Provided text:
══════

Atlanta is a young city, even by American standards. New Orleans, Charleston, Cincinnati and Chattanooga were all thriving cities before Atlanta was even a settlement. Atlanta is a bright, brash, aggressive town; tempered by fire, its rough edges smoothed by time and dashing with southern charm. Despite its relative youth, Atlanta has a proud and unique heritage and a past well worth preserving.

From the beginning, Atlanta was in the South but not of the South. Founded as a rail terminus, ante-bellum Atlanta was a small, rough-and-ready railroad crossing. Its manners and mores were more like the frontier towns of the Old West than the mint julep and magnolia cities of the Old South. Transportation was, and still is, the catalyst for Atlanta's growth and economic vitality. From the beginning, Atlanta attracted men and women of vision---opportunists who had the foresight to provide the facilities that would make Atlanta the most important city in the Southeast.

Over 150 years ago, the land that is now Atlanta belonged to the Creek and Cherokee Indians. The United States was well into the War of 1812 when the first white settlement, Fort Peachtree, was established on the banks of the Chattahoochee River near the Cherokee village of Standing Peachtree. The Creek Nation ceded their lands to the State of Georgia in 1825. The Cherokees lived with their white neighbors until 1835 when the leaders of the Cherokee nation agreed to leave their lands and move west under the Treaty of New Echota. At that time, Georgia officially took possession of Cherokee lands, an act that led to the infamous Trail of Tears.

Early settlers in the Atlanta area were farmers and craftsmen from Virginia, the Carolinas and the mountains of North Georgia. They obtained their land by lottery disbursement and were, for the most part, deeply religious, hard-working, small landholders. They owned few slaves and lived in harmony with their Indian neighbors. They established churches and schools, traveled to Decatur for "store-bought" goods and marketed their cotton in Macon, 100 miles south.

They were as close to a yeoman (small farmers/craftsmen) society as possible in the ante-bellum South. A few of their pre-Civil War homes, churches, cemeteries and mills still exist in the Metropolitan Atlanta area. Atlanta's inception was a combination of geography and necessity, spawned by the steam engine. In 1836, the Georgia General Assembly voted to build a state railroad to provide a trade route from the Georgia coast to the Midwest. The sparsely settled Georgia Piedmont was chosen as the terminal for a railroad that was to run "from some point on the Tennessee line near the Tennessee River, commencing... near Rossville... to a point on the southeastern bank of the Chattahoochee River" accessible to branch railroads. The new railroad was to be called the Western and Atlantic Railroad of the State of Georgia.

An experienced army engineer, Colonel Stephen Harriman Long, was selected to choose the most practical route for the new rail line. After thoroughly surveying half-a-dozen routes, Long found it necessary to choose a site eight miles south of the river where connecting ridges and Indian trails converged. He drove a stake into the red clay near what is now Five Points in Downtown Atlanta. The "zero milepost" today is marked by a plaque not far from that very spot in Underground Atlanta. The site staked out by Colonel Long proved to be perfect, the climate ideal. Atlanta is situated on the Piedmont Plateau at an elevation of 1,050 feet, yet there are no natural barriers such as mountains or large bodies of water to impede the city's growth.

══════

Items:
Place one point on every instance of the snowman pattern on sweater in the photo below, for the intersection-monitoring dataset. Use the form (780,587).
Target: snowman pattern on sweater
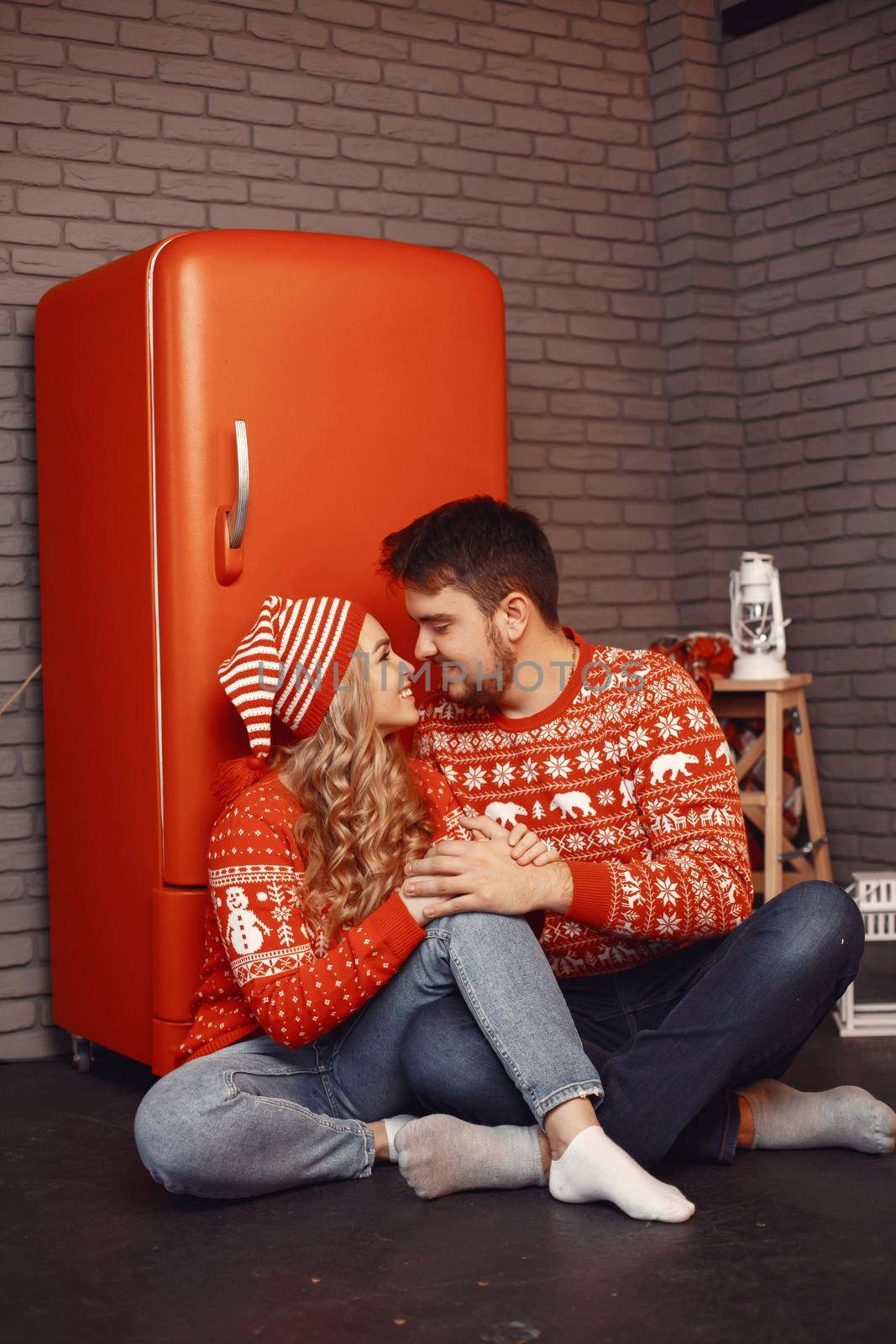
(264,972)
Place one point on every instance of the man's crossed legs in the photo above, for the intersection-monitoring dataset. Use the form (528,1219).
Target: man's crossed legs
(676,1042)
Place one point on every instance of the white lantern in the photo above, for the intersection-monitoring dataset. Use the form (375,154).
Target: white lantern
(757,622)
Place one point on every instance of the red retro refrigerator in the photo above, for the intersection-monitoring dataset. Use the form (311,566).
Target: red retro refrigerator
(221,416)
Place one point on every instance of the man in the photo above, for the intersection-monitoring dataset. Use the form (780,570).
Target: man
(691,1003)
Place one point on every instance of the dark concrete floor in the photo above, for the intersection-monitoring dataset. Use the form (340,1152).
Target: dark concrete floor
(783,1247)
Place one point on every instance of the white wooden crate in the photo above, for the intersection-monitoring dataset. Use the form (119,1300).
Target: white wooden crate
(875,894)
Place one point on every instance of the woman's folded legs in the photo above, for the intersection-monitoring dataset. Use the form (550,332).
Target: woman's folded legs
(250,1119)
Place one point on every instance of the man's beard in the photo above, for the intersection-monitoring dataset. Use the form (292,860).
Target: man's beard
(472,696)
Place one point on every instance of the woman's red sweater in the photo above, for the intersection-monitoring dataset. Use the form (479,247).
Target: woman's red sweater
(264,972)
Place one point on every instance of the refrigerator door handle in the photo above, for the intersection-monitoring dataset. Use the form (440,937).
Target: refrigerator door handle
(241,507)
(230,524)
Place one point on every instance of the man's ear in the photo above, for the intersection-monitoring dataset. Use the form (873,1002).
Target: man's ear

══════

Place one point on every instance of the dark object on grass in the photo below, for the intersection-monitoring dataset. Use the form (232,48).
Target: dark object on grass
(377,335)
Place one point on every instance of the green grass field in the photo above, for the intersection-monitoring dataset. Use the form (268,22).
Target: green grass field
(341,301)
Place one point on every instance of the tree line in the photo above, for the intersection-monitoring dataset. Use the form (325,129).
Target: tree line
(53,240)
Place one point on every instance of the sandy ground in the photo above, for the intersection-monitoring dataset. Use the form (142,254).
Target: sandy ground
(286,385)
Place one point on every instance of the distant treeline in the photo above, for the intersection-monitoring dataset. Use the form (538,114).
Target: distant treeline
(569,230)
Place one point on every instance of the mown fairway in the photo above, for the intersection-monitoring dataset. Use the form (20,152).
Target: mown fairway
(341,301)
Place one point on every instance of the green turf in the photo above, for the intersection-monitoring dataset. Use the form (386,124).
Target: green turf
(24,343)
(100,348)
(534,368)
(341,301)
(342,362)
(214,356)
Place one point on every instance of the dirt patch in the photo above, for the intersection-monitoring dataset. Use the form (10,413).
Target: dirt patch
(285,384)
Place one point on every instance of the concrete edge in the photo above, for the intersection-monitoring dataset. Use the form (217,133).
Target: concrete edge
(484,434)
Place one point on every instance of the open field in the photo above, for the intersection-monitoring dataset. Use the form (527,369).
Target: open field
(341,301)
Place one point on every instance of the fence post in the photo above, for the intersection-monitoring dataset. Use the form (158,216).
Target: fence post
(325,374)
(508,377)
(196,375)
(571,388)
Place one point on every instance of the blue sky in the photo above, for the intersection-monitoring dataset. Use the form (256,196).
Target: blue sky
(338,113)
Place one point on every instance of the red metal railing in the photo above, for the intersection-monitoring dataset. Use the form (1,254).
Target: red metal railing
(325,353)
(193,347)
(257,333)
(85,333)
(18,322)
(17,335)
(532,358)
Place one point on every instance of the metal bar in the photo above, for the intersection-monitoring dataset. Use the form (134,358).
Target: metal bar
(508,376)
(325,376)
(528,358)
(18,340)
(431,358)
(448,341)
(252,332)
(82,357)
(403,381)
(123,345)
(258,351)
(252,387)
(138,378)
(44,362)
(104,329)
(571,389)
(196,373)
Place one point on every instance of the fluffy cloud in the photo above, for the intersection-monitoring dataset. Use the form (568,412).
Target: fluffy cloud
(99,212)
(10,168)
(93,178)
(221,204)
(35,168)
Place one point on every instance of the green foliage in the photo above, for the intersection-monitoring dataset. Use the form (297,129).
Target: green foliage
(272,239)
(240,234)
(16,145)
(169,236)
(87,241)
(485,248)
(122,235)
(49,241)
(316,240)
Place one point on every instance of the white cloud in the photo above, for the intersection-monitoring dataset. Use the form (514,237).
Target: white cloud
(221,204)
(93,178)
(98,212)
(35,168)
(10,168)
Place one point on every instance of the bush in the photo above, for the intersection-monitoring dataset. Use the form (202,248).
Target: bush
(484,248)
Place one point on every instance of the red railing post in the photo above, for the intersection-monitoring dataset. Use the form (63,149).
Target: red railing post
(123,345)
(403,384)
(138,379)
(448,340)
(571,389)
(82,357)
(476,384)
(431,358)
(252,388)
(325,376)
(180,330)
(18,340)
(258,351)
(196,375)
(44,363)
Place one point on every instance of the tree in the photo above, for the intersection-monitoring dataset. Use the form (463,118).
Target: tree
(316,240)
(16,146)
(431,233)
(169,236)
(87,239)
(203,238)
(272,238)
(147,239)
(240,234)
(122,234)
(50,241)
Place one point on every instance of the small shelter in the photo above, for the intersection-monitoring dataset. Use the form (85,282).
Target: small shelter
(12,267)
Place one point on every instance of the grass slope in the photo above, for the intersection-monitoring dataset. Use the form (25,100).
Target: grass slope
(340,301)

══════

Goal:
Answer these questions using the Atlanta history text:
1. In what year did the Creek Nation cede its lands to the State of Georgia?
2. In which city did early settlers in the Atlanta area market their cotton?
3. At what elevation on the Piedmont Plateau is Atlanta situated?

The result:
1. 1825
2. Macon
3. 1,050 feet